Reproduce all entries precisely as they are written.
+++++
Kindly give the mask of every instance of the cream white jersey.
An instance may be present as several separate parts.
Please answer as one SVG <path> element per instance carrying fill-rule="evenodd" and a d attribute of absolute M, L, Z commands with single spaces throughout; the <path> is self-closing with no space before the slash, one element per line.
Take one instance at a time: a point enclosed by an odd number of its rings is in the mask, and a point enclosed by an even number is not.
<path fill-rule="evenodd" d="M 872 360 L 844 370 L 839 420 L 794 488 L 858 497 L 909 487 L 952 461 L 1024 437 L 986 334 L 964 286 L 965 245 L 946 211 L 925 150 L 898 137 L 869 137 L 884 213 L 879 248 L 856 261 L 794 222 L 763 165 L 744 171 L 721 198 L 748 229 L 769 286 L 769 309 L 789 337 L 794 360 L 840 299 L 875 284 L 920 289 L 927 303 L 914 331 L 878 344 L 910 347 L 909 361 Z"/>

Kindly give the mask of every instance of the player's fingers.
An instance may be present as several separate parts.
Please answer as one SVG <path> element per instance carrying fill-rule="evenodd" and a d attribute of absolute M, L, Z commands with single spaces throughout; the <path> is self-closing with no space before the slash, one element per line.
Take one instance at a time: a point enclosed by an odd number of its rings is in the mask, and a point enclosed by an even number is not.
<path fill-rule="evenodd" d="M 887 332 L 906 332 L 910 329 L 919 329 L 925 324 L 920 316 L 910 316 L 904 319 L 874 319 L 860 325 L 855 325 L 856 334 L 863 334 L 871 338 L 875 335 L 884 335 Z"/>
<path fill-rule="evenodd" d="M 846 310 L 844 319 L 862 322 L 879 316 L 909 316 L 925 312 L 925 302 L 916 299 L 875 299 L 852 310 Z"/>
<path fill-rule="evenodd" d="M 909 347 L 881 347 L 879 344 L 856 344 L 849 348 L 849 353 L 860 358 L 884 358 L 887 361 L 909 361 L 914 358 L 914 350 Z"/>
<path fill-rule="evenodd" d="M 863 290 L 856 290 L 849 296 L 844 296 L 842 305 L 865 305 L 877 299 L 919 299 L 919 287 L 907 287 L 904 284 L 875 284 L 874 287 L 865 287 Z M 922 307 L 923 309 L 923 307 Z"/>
+++++
- SOLUTION
Kindly give the mask of every instance of the cream white jersey.
An instance may be present as several separate parts.
Please answer as one SVG <path> element per instance carrying fill-rule="evenodd" and a d attribute of absolute M, L, Z commands with single spaces throughout; the <path> is self-closing with no space before the slash, one element per line.
Take one instance at a time: a point enclosed by an odd number of its rings is in the mask, and a point enclosed by an even number is not.
<path fill-rule="evenodd" d="M 872 360 L 844 370 L 839 420 L 794 488 L 858 497 L 909 487 L 952 461 L 1024 437 L 986 334 L 964 286 L 965 245 L 946 211 L 925 150 L 898 137 L 869 137 L 884 213 L 879 248 L 856 261 L 794 222 L 763 165 L 744 171 L 721 198 L 748 229 L 769 286 L 769 309 L 789 337 L 794 360 L 840 299 L 875 284 L 920 289 L 927 303 L 914 331 L 878 344 L 910 347 L 909 361 Z"/>

Kindly give the mask of every instance of the player's fingers.
An instance may be present as several separate parts.
Please answer as one SVG <path> element per instance carrying fill-rule="evenodd" and a d attribute of absolute M, L, Z commands with single spaces throughout; the <path> is self-closing with no space before the slash, one element per line.
Take one instance at a time: a point enclosed by an odd number of its rings is in the mask, and a point enclosed by an even number is not.
<path fill-rule="evenodd" d="M 887 332 L 906 332 L 910 329 L 919 329 L 925 324 L 920 316 L 910 316 L 904 319 L 874 319 L 860 325 L 855 325 L 856 334 L 863 334 L 871 338 L 875 335 L 884 335 Z"/>
<path fill-rule="evenodd" d="M 846 310 L 844 319 L 862 322 L 879 316 L 909 316 L 925 312 L 925 302 L 916 299 L 875 299 L 852 310 Z"/>
<path fill-rule="evenodd" d="M 909 347 L 881 347 L 879 344 L 856 344 L 849 348 L 849 353 L 860 358 L 884 358 L 887 361 L 909 361 L 914 358 L 914 350 Z"/>
<path fill-rule="evenodd" d="M 863 290 L 856 290 L 849 296 L 844 296 L 842 305 L 865 305 L 877 299 L 919 299 L 919 287 L 907 287 L 904 284 L 875 284 L 874 287 L 865 287 Z M 922 307 L 923 309 L 923 307 Z"/>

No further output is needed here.